#### EXTRACT
>> begin

Leading Your Team Into the Unknown

Innovate or die. That’s how one great leader described the dilemma of change. If we hold back innovation we do so because of fear of change, fear of losing people, fear of the bottom line.

But leaders lead. Either they lead or someone else will. Innovative leaders assess and they insist on change based on their assessment. They evaluate effectiveness and productivity, and then they make the hard choices.

Great leaders empower their church, team, business and organization to innovate. They challenge the status quo, they model the way forward, they encourage the hearts of the faint-hearted, and they inspire a common vision of what can be.

The last thing a great leader does is accept the status quo. Great leaders appear everywhere we look: in the home, at school, in the office, at church and on the playing field. They are great because they are not satisfied with what is... they know about “change resisters” and “slow-change adapters”, but they flourish in spite of those who don’t do change well.

Great leaders create a culture that says, “We change. We care enough to make hard choices. We believe yesterday’s solutions will not solve today’s problems and will not meet tomorrow’s challenges.”

>> end

[Saved entries]
>> begin

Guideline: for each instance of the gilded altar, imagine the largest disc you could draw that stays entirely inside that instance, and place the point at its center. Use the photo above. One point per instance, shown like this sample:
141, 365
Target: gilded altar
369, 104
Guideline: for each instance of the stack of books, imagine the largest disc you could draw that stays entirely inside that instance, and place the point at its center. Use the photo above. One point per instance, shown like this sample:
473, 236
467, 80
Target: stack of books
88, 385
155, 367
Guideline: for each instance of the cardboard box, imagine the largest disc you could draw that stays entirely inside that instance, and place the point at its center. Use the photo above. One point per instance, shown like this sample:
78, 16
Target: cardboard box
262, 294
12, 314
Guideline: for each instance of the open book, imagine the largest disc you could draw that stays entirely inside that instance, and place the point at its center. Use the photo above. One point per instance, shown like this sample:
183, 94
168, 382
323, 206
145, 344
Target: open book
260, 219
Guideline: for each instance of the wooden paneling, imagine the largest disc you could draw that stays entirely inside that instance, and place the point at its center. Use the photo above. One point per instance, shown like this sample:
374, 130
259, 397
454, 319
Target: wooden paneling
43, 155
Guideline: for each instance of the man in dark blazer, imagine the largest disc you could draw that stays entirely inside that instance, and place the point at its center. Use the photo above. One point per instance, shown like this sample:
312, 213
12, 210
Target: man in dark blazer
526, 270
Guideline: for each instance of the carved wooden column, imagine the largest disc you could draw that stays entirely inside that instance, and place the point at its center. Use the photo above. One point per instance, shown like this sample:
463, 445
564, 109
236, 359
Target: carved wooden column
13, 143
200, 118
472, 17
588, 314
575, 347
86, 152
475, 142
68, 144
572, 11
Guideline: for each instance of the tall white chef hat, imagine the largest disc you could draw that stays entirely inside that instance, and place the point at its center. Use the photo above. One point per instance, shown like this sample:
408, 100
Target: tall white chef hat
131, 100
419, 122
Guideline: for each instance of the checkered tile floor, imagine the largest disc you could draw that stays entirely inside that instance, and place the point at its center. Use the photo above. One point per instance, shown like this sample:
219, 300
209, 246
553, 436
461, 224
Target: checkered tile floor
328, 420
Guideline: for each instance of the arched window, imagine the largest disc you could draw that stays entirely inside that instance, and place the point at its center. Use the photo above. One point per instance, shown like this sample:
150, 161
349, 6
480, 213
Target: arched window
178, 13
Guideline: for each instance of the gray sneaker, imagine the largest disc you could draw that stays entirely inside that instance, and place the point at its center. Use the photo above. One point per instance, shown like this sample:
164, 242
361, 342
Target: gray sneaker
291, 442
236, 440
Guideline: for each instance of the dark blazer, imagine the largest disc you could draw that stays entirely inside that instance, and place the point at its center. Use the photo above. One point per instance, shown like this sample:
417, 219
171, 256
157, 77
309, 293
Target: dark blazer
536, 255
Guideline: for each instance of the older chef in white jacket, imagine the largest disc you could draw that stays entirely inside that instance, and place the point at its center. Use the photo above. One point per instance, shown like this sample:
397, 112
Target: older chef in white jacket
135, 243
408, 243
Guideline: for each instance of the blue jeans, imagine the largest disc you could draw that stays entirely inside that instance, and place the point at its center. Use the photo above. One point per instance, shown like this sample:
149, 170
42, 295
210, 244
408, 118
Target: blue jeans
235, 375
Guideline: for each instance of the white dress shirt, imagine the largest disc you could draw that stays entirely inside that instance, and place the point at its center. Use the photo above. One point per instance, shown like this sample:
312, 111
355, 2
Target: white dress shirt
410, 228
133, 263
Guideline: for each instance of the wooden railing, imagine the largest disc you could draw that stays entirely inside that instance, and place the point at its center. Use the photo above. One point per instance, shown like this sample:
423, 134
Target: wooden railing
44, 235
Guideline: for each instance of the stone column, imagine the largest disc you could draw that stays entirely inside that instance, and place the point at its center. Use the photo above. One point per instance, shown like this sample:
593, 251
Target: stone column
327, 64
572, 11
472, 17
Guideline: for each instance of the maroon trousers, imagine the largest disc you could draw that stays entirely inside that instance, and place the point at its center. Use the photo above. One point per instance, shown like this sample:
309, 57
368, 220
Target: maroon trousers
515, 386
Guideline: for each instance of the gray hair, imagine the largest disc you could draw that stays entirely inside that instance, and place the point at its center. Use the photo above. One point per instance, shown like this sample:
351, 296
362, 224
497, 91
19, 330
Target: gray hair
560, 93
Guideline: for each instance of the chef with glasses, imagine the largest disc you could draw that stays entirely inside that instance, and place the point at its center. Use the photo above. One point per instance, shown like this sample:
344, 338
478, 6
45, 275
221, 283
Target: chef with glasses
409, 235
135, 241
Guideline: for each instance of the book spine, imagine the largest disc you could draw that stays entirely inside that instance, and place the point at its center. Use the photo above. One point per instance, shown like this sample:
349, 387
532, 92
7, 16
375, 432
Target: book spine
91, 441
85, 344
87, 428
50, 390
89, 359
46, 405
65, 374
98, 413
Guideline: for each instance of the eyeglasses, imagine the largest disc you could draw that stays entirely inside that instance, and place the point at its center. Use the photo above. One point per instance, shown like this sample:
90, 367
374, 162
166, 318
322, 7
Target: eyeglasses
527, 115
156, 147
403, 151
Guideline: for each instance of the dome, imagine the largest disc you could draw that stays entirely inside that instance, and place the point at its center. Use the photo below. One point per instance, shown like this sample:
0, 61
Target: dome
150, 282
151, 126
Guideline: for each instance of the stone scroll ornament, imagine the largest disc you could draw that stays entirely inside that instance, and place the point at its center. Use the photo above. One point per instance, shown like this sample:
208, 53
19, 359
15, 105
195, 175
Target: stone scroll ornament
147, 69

>> end
>> begin

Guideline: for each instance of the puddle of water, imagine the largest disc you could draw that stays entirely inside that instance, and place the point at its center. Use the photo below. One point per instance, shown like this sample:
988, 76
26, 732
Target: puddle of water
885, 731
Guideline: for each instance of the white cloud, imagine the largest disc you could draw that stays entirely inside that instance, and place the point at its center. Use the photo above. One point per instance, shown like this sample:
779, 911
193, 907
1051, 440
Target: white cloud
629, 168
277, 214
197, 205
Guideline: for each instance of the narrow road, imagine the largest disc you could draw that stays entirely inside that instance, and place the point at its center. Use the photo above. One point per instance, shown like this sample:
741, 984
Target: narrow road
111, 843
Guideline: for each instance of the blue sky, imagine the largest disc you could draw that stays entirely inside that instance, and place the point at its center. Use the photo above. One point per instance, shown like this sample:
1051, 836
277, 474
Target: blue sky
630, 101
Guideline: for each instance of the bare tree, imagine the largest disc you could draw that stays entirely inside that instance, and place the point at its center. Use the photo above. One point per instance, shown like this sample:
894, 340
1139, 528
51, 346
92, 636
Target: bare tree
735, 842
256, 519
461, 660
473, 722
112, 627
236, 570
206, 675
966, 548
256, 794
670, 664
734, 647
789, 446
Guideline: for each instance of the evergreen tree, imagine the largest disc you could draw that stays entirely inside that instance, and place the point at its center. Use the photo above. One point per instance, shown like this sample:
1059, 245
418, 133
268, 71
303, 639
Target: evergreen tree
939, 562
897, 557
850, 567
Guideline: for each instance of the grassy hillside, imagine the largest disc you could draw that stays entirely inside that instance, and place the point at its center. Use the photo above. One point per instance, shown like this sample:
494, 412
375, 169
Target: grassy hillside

>> end
>> begin

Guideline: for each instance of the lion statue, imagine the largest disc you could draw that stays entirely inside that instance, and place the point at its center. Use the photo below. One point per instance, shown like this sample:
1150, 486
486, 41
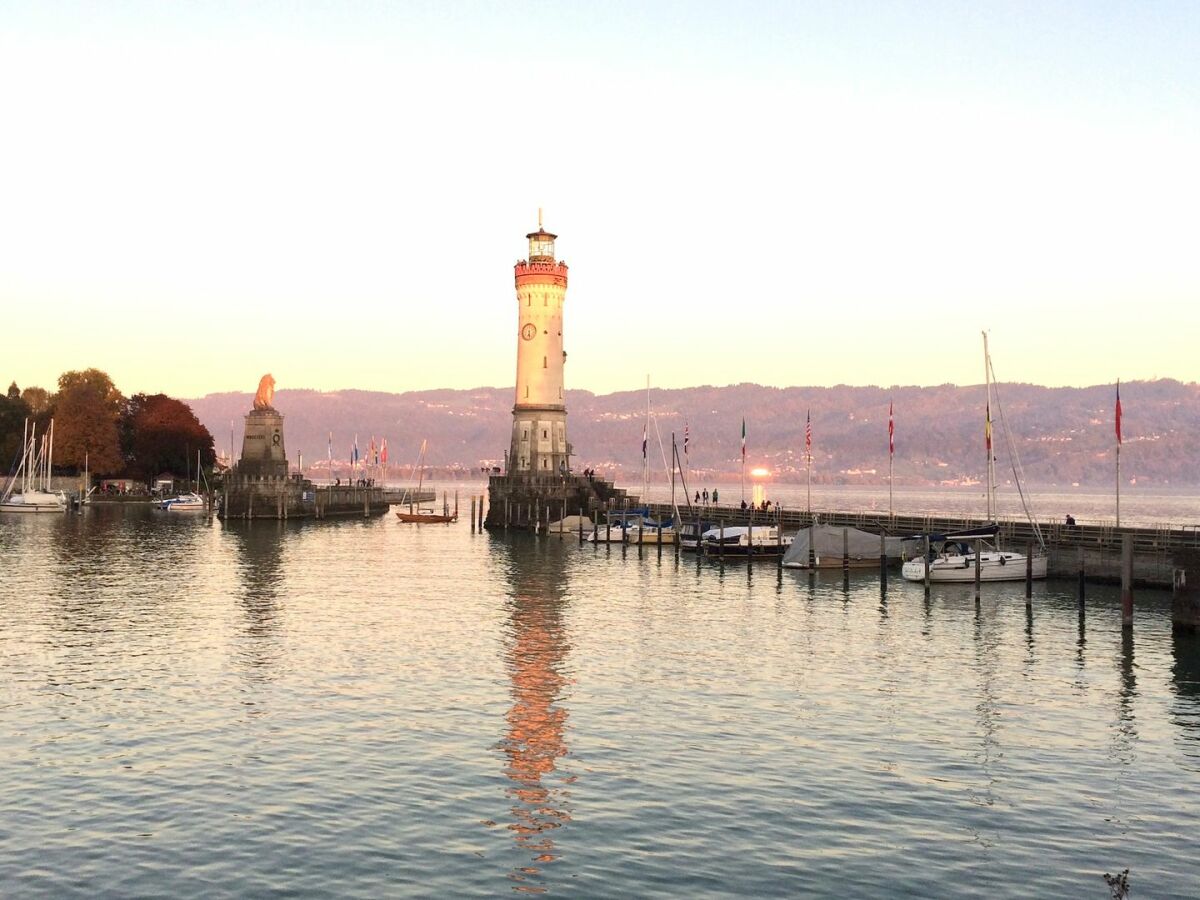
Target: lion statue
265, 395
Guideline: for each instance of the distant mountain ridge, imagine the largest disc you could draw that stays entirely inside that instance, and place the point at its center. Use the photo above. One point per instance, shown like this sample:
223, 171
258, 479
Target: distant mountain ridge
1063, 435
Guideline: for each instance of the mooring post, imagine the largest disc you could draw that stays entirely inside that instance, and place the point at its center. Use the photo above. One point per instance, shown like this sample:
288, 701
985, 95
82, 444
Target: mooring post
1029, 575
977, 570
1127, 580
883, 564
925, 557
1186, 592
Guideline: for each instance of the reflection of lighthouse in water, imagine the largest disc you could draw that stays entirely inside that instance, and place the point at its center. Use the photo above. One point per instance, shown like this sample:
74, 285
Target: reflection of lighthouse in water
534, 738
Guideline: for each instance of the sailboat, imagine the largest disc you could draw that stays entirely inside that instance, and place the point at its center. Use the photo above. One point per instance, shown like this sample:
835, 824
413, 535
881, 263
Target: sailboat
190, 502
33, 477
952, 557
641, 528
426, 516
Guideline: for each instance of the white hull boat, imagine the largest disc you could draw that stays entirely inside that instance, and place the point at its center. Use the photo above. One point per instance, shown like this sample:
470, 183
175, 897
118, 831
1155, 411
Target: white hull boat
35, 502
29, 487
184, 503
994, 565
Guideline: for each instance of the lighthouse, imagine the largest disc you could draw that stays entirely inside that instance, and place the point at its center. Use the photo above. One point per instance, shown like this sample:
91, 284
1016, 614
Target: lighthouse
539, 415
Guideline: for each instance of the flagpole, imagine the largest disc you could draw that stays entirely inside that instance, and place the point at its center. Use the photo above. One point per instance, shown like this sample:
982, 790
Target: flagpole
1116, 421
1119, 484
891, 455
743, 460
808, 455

>> end

#### PROBLEM REQUIREMENTS
Carry on the piece about leading a team into the unknown from its last sentence, keeping its tone and message.

#### OUTPUT FOR THIS EXERCISE
Great leaders attract other great leaders in the making. They are not interested in creating followers, they want more leaders. Great leaders know an innovative culture attracts more leaders, and more leaders make things happen.

Innovative leaders are not threatened by other leaders. They welcome other leaders to join them because they value leadership more than they value status or comfort or power.

Mindfulness

“When you’re mindful… rules, routines, and goals guide you - they don’t govern you.”  Ellen Langer (Harvard Business Review, March, 2014)

The skill of “observation” is a lost art for many leaders.  Observation, or “mindfulness”, is the art of actively learning new things from our daily experiences.

Mindfulness makes you more sensitive to context and culture.  Mindfulness is intentional, but not stressful or exhaustive.  It comes naturally once you develop the skill.

Why is mindfulness important?  You can’t solve today’s problems with yesterday’s solutions. The rules you have been given are the rules that worked for the person who created them. If someone says, “This is the way we do it, learn this until it is second nature”, bells should go off in your head.  If they are speaking about values, that is one thing, but if they are speaking about methods, that is another thing entirely.  Principles never change, but methods always do.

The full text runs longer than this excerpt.